* START *
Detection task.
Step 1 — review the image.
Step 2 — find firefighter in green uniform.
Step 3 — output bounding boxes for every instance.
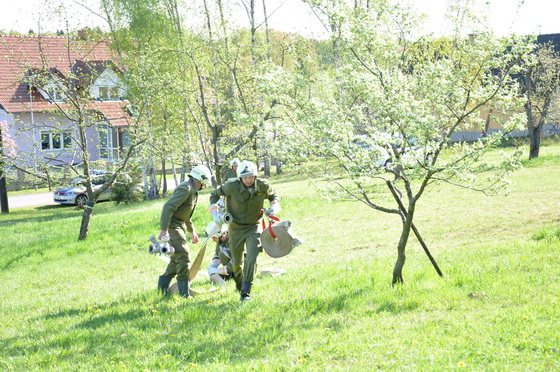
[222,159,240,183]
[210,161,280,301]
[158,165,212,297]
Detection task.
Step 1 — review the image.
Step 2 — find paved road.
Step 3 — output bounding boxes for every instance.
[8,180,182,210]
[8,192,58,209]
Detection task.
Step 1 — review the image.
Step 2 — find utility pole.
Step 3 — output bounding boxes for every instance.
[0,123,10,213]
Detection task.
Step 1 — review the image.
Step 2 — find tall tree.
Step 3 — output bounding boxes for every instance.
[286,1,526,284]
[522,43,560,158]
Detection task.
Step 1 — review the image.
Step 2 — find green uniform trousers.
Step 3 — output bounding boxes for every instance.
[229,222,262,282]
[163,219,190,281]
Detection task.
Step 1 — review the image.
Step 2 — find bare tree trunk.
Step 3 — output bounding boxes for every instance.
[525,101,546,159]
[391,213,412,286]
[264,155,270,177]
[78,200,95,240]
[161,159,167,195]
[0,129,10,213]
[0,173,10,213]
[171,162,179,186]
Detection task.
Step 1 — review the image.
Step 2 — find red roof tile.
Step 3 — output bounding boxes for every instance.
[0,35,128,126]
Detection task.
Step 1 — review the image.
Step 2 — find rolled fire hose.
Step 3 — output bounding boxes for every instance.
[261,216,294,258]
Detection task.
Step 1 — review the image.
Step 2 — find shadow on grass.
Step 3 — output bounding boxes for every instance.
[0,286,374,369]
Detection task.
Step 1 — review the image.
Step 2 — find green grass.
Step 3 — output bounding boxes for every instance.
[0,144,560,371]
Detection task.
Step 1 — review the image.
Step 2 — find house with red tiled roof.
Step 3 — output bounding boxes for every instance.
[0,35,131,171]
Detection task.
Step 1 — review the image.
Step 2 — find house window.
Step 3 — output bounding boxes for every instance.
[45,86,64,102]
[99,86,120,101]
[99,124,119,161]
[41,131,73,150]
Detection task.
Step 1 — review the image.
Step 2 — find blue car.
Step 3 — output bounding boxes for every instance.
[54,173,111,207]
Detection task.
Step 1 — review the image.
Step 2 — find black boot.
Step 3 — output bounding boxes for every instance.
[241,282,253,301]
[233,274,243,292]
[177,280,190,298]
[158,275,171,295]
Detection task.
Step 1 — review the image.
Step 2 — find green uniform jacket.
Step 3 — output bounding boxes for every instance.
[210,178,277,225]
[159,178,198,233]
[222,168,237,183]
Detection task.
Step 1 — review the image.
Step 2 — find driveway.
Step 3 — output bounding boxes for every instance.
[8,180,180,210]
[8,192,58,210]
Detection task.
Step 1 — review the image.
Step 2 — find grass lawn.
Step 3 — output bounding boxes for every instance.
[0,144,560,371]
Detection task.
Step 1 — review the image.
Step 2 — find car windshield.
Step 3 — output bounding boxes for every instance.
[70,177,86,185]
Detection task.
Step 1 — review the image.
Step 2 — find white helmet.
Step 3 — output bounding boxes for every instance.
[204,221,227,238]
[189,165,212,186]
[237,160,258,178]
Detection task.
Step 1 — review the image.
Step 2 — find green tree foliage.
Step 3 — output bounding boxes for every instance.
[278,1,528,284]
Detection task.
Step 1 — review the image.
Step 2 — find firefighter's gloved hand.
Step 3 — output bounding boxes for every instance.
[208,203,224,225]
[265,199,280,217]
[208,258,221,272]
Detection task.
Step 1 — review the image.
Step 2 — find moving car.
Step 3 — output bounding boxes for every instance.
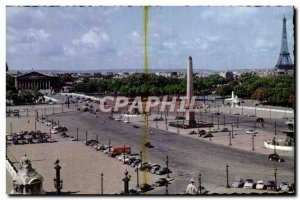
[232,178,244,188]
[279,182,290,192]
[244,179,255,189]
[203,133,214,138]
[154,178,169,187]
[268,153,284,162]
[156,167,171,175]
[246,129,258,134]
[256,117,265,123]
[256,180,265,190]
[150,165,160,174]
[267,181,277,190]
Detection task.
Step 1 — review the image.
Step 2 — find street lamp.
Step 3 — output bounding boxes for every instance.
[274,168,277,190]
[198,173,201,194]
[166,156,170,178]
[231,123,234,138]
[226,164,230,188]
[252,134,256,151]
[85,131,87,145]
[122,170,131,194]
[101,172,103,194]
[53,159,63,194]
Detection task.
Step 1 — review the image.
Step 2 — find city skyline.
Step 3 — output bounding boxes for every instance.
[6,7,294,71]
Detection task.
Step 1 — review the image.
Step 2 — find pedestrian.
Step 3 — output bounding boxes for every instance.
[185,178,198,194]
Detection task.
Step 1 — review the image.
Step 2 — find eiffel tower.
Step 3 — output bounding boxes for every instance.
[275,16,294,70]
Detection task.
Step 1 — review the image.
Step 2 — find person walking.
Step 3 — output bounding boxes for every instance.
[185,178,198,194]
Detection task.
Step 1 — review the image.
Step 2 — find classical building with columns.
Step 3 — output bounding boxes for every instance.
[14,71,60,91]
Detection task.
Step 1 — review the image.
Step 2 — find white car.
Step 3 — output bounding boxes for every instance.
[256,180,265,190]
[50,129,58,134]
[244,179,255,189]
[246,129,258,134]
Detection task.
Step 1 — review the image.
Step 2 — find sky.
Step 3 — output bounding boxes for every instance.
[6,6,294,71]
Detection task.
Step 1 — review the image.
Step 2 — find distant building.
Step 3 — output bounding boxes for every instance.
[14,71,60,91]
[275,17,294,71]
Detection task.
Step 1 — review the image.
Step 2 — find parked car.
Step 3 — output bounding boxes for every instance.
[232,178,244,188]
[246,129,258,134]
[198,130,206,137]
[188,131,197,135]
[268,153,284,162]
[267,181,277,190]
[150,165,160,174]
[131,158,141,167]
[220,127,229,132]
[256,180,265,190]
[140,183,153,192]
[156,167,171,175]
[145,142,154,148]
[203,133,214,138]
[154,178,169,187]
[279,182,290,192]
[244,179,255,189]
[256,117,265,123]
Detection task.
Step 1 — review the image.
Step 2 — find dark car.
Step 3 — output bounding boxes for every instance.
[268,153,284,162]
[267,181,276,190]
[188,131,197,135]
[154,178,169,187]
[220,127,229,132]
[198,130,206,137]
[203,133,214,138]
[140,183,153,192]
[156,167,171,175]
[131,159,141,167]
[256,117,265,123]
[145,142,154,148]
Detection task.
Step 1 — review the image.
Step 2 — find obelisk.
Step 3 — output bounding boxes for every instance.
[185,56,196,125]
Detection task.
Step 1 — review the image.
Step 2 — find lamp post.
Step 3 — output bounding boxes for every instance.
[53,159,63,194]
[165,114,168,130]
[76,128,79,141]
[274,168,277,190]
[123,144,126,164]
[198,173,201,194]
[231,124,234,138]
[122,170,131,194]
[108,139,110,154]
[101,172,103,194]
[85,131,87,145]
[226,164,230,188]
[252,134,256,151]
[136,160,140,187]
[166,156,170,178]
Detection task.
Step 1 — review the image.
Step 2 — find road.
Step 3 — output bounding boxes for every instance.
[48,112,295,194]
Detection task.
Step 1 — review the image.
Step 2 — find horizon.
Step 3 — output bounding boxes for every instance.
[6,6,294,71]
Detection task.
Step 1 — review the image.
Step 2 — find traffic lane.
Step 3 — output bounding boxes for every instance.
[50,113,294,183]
* END *
Exercise aim => Move every line from the start of the entries through the line containing "[163,219,190,281]", inclusive, into your answer, adding 38 to each number in the bounding box coordinates. Leave the pictures out.

Result of the exercise =>
Detection task.
Step 1 — review the image.
Step 2 — find firefighter in green uniform.
Step 3 — output bounding boxes for every instance.
[260,197,278,221]
[248,199,318,339]
[196,203,250,335]
Detection task.
Step 1 — review the image.
Step 2 — find paved road.
Step 3 — output bounding boxes for every instance.
[46,218,220,248]
[46,230,96,247]
Detection task.
Step 1 — review the image.
Step 2 — find utility pole.
Step 3 — output bounding boxes for every instance.
[38,161,48,251]
Detection task.
Step 1 — review the image.
Step 2 — find tall tree.
Step 3 — output bounding boxes for every instance.
[324,39,564,322]
[560,81,598,196]
Detection task.
Step 1 — review the image.
Step 2 — find green uniform trousers.
Step 3 — output bounding boxes for every instance.
[267,260,300,320]
[201,257,228,319]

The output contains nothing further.